#### Stored records ####
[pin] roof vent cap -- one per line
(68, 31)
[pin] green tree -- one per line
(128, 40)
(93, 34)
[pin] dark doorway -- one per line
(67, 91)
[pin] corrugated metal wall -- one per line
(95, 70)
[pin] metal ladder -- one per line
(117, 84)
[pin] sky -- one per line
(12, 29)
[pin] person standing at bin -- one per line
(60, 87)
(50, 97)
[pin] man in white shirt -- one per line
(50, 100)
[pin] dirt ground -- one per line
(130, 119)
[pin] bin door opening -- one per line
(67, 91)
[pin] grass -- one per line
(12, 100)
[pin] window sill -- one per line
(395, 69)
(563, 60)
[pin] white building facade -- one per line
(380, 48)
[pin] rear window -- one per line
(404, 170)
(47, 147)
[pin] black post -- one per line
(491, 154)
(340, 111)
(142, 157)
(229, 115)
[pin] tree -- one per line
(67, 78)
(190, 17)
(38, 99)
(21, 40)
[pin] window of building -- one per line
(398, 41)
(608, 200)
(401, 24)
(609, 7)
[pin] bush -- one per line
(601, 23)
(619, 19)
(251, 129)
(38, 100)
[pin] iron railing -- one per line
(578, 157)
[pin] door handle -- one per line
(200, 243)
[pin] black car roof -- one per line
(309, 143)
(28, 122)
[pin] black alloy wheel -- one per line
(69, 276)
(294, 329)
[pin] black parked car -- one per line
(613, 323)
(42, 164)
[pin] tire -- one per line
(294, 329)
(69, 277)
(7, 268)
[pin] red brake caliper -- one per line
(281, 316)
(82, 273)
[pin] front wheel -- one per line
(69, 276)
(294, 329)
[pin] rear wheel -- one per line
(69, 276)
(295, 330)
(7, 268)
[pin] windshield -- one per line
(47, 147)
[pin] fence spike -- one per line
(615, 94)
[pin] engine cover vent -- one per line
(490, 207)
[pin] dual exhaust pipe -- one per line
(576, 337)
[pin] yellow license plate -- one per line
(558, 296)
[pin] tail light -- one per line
####
## [Task directions]
Rewrite all of the lines above, renaming "black parked car" as "parked black car" and leaving everything else unchanged.

## [Finished answer]
[pin] roof vent cap -- one per line
(68, 31)
[pin] green tree -- one per line
(128, 40)
(93, 34)
[pin] dark doorway -- one per line
(67, 91)
[pin] corrugated metal wall -- one per line
(95, 70)
[pin] metal ladder -- one per line
(117, 84)
[pin] sky -- one per line
(12, 29)
[pin] person standing at bin -- one per line
(60, 87)
(50, 97)
[pin] man in white shirt -- one per line
(50, 100)
[pin] dirt ground -- one per line
(130, 119)
[pin] bin door opening -- one per line
(67, 91)
[pin] grass -- one per line
(12, 100)
[pin] window sill -- one per line
(395, 69)
(563, 60)
[pin] white building facade -- one per line
(380, 48)
[pin] rear window -- one per line
(404, 170)
(47, 147)
[pin] black post -- one per line
(491, 154)
(340, 111)
(142, 157)
(229, 115)
[pin] tree -- one per line
(67, 78)
(190, 17)
(38, 99)
(21, 40)
[pin] window of building -- one per line
(398, 41)
(608, 200)
(401, 24)
(609, 7)
[pin] bush -- one per line
(601, 23)
(619, 19)
(251, 129)
(38, 100)
[pin] iron railing -- one per line
(578, 157)
[pin] door handle -- one per line
(200, 243)
[pin] black car roof -- one per line
(309, 143)
(28, 122)
[pin] black alloy wheel -- one per line
(69, 276)
(294, 329)
[pin] parked black car -- one per line
(613, 323)
(42, 164)
[pin] tire -- one per line
(294, 329)
(69, 277)
(7, 268)
[pin] red brake caliper -- one per line
(281, 316)
(82, 273)
[pin] front wheel -- one per line
(69, 276)
(294, 329)
[pin] rear wheel -- one per line
(69, 276)
(295, 330)
(7, 268)
[pin] windshield -- one per line
(47, 147)
[pin] fence spike -- one per line
(615, 94)
[pin] engine cover vent -- one per line
(490, 207)
[pin] dual exhaust pipe -- one per line
(576, 337)
[pin] yellow license plate -- one per line
(558, 296)
[pin] tail light -- one per line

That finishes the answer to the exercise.